◆ REQUIRED TASKS ◆
a) Write out the passage of the single customer view excerpt between "But marketers need" and "and productivity apps.", inclusive.
b) Condense the paragraph of the single customer view excerpt that begins "The key is customer data management" into a shorter version that keeps its main facts.

◆ PAGE EXTRACT ◆

----

The single customer view

Marketers are already focusing their attention on social media, with 50% seeing it as their greatest opportunity for next year, followed by email (43%) and the web (35%) (Econsultancy and Responsys).

But the key is to integrate information from all sources to create a single customer view and make it available wherever and whenever it's needed. 

Ask any one of the larger IT players and they’ll talk revolution – all singing and dancing marketing clouds that look to bring channels together in search of ‘synergy’. In reality however they actually mean evolution, and the continued combination of existing technologies – tools created for different purposes and different times.

CRM for example is predominantly focused on sales, while existing approaches to single customer view are more concerned with billing than customer experience. 

In other words, they weren’t constructed to solve today’s challenges. In addition, any new capabilities are only added incrementally as customers build critical mass around new devices and channels – all of which requires new capabilities to be added to the marketer’s technology portfolio.

But marketers need to go further, and embrace the idea of an open platform. They need customer profiles to sit at the heart of a data ecosystem that integrates with any number of leading marketing, social media and productivity apps.

That means creating a single customer view that brings together fragments from any number of data silos to build powerful profiles for understanding customer behaviour. This can then be enriched with additional behaviour information to create rich, dynamic profiles that automatically update in real time. By feeding this profile data into existing marketing echnologies you can stimulate highly interactive and personalised conversations across all channels, domains and devices.

Customer data management

The key is customer data management (CDM). But let’s be clear: CRM, transaction histories, social and mobile solutions, data warehouses, and analytics platforms are by themselves not CDM solutions – though they do represent important components. Instead, CDM brings these information ‘pots’ together into a coherent, self-service platform for ALL business functions.

----

Dataset entries:

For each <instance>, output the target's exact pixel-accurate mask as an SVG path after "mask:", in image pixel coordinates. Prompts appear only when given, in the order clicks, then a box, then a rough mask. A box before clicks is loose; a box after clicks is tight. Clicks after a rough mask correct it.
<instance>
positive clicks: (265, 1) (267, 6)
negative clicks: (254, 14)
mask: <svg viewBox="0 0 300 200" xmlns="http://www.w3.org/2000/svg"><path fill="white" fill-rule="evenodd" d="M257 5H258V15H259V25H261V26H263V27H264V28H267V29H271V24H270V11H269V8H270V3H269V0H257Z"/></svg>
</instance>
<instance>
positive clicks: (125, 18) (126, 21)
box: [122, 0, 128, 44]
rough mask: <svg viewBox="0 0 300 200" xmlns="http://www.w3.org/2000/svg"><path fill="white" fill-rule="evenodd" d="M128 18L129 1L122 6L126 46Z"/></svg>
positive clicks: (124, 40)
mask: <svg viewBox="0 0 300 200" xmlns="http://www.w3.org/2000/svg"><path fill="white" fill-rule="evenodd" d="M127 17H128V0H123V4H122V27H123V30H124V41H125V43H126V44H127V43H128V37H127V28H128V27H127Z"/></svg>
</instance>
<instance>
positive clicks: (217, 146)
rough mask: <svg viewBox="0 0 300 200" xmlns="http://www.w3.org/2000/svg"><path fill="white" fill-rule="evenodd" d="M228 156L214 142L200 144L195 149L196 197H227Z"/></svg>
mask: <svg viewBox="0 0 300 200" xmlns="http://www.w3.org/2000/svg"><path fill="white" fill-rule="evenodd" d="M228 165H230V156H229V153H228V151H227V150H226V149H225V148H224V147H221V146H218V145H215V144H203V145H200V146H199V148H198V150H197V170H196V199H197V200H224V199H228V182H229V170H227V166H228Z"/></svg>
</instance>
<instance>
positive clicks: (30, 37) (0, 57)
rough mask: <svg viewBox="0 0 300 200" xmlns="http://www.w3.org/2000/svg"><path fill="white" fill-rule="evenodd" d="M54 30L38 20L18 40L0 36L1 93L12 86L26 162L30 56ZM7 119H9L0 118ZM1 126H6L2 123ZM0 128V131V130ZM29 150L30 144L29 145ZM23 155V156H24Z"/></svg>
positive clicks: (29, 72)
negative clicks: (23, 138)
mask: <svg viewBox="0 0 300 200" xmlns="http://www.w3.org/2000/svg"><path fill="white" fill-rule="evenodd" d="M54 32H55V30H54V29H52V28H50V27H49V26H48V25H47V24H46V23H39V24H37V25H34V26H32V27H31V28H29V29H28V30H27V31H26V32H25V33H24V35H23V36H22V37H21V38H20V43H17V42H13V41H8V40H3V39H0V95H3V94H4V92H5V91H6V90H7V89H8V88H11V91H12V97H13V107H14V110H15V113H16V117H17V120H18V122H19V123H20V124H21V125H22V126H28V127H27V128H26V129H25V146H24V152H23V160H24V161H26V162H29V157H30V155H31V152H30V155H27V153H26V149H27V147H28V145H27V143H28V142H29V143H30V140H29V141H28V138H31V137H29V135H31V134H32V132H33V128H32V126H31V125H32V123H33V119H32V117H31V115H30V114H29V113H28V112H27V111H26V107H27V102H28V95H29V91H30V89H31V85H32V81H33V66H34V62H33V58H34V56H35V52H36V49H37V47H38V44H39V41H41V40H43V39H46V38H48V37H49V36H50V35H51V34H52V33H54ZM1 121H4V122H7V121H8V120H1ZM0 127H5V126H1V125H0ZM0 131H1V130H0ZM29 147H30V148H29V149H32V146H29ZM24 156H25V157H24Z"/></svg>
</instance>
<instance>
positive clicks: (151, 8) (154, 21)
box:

----

◆ ANSWER SECTION ◆
a)
But marketers need to go further, and embrace the idea of an open platform. They need customer profiles to sit at the heart of a data ecosystem that integrates with any number of leading marketing, social media and productivity apps.

b) Customer data management (CDM) is the key. CRM, transaction histories, social and mobile solutions, data warehouses, and analytics platforms are important components, but none of them is a CDM solution on its own. CDM combines these information sources into one coherent, self-service platform for all business functions.